Texte proposé -

=-=-=-=-=

Tentant constamment de bluffer l’opinion nationale, Cyrus Ngo’o n’en est pas moins sous la forte pression de deux opérateurs internationaux, furieux de voir leurs affaires prendre de l’eau. En début décembre 2020, c’est le directeur général de l’italo-suisse Terminal Investment Limited (Til), Ammar Kanaan, s’est plaint par écrit du retard accusé pour la validité de son offre, dans le cadre de la concession pour l’exploitation du terminal à conteneurs. La justice camerounaise, rappelle-t-on, pour cause d’«irrégularités», avait annulé ladite concession que lui avait illégalement octroyée le Pad au détriment Dit. La Rtc, à laquelle l’exploitation avait été concédée pour un an, continue aujourd’hui – bien qu’au rabais – de s’activer autour des quais du Wouri.
Selon les termes du courrier d’Ammar Kanaan, des tractations entre Til et le Pad s’étaient poursuivies en coulisses, le premier cité ayant par ailleurs repoussé la validité de son offre d’exploitation du terminal au 31 décembre 2010. Toujours est-il que le processus d’attribution de ladite prestation dépend de la décision de la Cour suprême du Cameroun, saisie par Dit pour avoir été écarté «illégalement» du processus de réattribution de la concession, mais dont le pourvoi introduit par le Pad n’a pas encore été vidé à ce jour. Bon prince, Til a décidé, dans leurs arrangements de couloirs, de proroger de nouveau son offre jusqu’en fin décembre prochain. Sur le ton du chantage, il dit également son souhait de signer la convention y relative «dans les plus brefs délais», afin de débuter l’exploitation du terminal.
La conclusion de la correspondance d’Ammar Kanaan à Cyrus Ngo’o est aigre-douce : «Cette situation qui perdure n’est pas sans porter un préjudice financier à notre groupe et bloque l’opportunité pour le Cameroun de développer un grand projet structurant et de modernisation nécessaire à son économie.» ON dirait une odeur de deal secret qui tourne mal…

Chantage dénoncé

Dans le même ordre d’idées, en novembre 2020, Boluda France, filiale du conglomérat espagnol Boluda Corporation Maritima, a adressé un courrier pimenté au Dg du Pad. Désigné «adjudicataire provisoire» du contrat pour les services de remorquage au Pad, cet autre opérateur s’interroge au sujet d’une proposition de Cyrus Ngo’o portant «réajustement du modèle financier de l’adjudicataire provisoire, pour atteindre une rentabilité de la concession satisfaisante pour tous les actionnaires».

=-=-=-=-=

[Données de localisation spatiale]

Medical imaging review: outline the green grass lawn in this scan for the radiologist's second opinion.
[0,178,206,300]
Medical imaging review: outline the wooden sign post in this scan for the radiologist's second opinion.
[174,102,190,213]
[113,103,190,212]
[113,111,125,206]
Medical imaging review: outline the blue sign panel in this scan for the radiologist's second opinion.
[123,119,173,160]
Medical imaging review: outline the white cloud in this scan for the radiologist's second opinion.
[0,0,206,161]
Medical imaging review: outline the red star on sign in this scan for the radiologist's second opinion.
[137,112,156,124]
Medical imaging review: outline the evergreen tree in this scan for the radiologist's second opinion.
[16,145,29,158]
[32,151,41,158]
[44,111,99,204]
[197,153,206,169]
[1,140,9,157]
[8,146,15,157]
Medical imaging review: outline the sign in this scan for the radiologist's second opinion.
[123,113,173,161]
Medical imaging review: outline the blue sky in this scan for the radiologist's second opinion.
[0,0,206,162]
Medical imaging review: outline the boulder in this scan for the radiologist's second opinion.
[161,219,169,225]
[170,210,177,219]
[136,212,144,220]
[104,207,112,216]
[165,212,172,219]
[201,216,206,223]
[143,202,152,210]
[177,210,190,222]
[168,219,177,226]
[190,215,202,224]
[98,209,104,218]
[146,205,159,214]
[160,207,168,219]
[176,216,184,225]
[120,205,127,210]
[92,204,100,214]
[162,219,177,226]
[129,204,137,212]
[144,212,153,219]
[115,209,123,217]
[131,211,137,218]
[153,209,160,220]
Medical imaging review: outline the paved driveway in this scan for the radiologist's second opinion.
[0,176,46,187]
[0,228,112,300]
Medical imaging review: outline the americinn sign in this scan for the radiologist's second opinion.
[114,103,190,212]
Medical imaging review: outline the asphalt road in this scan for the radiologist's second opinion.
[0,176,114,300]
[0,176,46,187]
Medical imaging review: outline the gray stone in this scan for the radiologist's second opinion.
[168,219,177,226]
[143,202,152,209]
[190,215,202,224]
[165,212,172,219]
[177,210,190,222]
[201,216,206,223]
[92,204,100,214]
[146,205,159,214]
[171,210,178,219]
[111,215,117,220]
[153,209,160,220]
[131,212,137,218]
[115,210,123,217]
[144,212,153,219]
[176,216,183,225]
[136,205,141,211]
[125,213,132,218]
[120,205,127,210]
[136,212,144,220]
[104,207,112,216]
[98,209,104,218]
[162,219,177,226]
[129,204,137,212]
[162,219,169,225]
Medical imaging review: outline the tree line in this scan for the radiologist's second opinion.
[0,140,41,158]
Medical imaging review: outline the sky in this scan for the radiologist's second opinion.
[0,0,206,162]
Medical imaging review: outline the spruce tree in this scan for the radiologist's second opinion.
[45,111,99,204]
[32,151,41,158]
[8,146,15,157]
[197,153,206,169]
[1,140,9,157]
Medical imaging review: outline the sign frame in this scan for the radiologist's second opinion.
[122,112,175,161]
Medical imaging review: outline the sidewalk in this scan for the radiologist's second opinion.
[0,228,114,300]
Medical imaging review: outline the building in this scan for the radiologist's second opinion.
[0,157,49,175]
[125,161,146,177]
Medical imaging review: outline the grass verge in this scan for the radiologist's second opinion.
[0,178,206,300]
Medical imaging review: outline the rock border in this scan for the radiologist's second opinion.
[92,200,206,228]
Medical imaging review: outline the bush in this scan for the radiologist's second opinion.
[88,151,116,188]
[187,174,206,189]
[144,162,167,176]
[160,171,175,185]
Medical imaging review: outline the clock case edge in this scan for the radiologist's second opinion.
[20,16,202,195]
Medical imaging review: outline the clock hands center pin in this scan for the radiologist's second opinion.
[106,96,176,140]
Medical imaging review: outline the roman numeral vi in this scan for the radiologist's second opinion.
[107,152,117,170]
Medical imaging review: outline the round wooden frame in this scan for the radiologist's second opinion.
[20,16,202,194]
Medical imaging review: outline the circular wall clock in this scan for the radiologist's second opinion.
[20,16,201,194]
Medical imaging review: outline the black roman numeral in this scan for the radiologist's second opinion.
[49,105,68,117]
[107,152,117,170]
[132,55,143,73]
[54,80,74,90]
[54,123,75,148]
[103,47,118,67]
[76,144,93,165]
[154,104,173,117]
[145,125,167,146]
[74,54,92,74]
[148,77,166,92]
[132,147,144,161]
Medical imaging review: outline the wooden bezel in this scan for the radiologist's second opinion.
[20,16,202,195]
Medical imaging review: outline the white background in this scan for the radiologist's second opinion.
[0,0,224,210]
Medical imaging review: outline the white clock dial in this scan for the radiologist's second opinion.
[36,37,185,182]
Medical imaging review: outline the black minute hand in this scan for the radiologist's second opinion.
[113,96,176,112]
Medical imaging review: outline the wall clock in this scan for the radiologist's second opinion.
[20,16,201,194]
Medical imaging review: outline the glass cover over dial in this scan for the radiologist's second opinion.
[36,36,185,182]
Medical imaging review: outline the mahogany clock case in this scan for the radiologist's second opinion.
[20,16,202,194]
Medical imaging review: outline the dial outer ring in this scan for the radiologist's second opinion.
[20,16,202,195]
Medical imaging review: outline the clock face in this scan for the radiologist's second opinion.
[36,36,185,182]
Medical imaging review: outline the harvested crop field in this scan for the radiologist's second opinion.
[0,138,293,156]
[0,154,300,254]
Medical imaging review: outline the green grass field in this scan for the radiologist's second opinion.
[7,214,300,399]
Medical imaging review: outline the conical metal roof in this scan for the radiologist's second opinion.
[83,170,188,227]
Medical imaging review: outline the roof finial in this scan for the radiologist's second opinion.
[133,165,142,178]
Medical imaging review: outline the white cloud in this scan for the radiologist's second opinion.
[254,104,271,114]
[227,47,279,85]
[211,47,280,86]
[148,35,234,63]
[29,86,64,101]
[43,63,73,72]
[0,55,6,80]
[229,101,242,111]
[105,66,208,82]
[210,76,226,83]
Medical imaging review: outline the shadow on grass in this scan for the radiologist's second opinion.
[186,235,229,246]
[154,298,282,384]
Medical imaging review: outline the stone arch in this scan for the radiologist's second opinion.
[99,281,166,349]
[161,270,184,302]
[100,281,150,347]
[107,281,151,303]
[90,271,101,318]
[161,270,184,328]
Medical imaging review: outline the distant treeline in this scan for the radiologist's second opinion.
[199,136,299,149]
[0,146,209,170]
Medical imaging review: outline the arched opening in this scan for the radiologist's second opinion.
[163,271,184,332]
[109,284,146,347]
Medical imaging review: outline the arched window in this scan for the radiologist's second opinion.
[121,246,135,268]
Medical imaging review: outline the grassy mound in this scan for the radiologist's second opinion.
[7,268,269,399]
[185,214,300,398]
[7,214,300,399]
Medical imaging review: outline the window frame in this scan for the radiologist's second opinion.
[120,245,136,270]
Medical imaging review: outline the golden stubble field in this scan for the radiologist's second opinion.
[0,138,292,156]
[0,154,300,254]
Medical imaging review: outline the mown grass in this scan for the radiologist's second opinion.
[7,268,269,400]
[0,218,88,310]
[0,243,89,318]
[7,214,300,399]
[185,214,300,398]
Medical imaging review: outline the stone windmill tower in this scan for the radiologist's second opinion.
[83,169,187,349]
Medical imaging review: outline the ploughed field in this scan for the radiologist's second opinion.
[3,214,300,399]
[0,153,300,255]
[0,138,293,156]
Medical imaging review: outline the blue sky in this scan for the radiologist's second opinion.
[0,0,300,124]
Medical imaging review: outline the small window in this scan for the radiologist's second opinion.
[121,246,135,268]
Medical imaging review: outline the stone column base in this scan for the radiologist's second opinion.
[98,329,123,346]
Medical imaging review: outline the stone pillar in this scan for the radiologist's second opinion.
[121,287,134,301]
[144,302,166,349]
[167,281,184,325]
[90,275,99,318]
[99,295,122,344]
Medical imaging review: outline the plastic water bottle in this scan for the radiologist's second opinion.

=-=-=-=-=

Travail demandé -
1/ D'après l'article sur la concession du terminal à conteneurs, quelle filiale de Boluda Corporation Maritima a adressé un courrier au Dg du Pad en novembre 2020 ?
2/ Reprenez la rédaction de l'article sur la concession du terminal à conteneurs à la suite de sa dernière phrase.
Les lignes n'ont aucun rapport avec l'article sur la concession du terminal à conteneurs.

Vos réponses -
1/ Boluda France.

2/
Boluda France affirme être sous le coup d’un chantage, Cyrus Ngo’o menaçant de lui retirer le contrat parce que disposant d’une offre concurrente à moindres coûts pour l’achat des mêmes remorqueurs dans un même chantier naval que ceux du 2ème opérateur mondial en matière de remorquage, etc. Et le prestataire de souligner, pour le déplorer, «la remise en cause constante de son intégrité tout au long du processus de négociations, et notamment les références faites au sujet des chiffres et des comptes de ces 15 dernières années».

Constamment harcelé, Boluda France qualifie d’«inacceptables et même injurieuses», toutes les accusations sur son compte n’ayant cessé de transparaître tout au long des négociations, «semant le doute sur son intégrité». Il rappelle avoir déposé, en septembre 2020, un modèle financier conforme au règlement de la consultation, accepté par la commission de dépouillement et que Cyrus Ngo’o veut lui faire modifier artificiellement. Face à la menace de résiliation abusive de son contrat, l’opérateur «se réserve de ce fait, tous les droits». Comme avec Apmt, le Pad voit lui pendre au nez un autre gros scandale que pourraient avoir à connaître les cours et tribunaux internationaux en matière commerciale.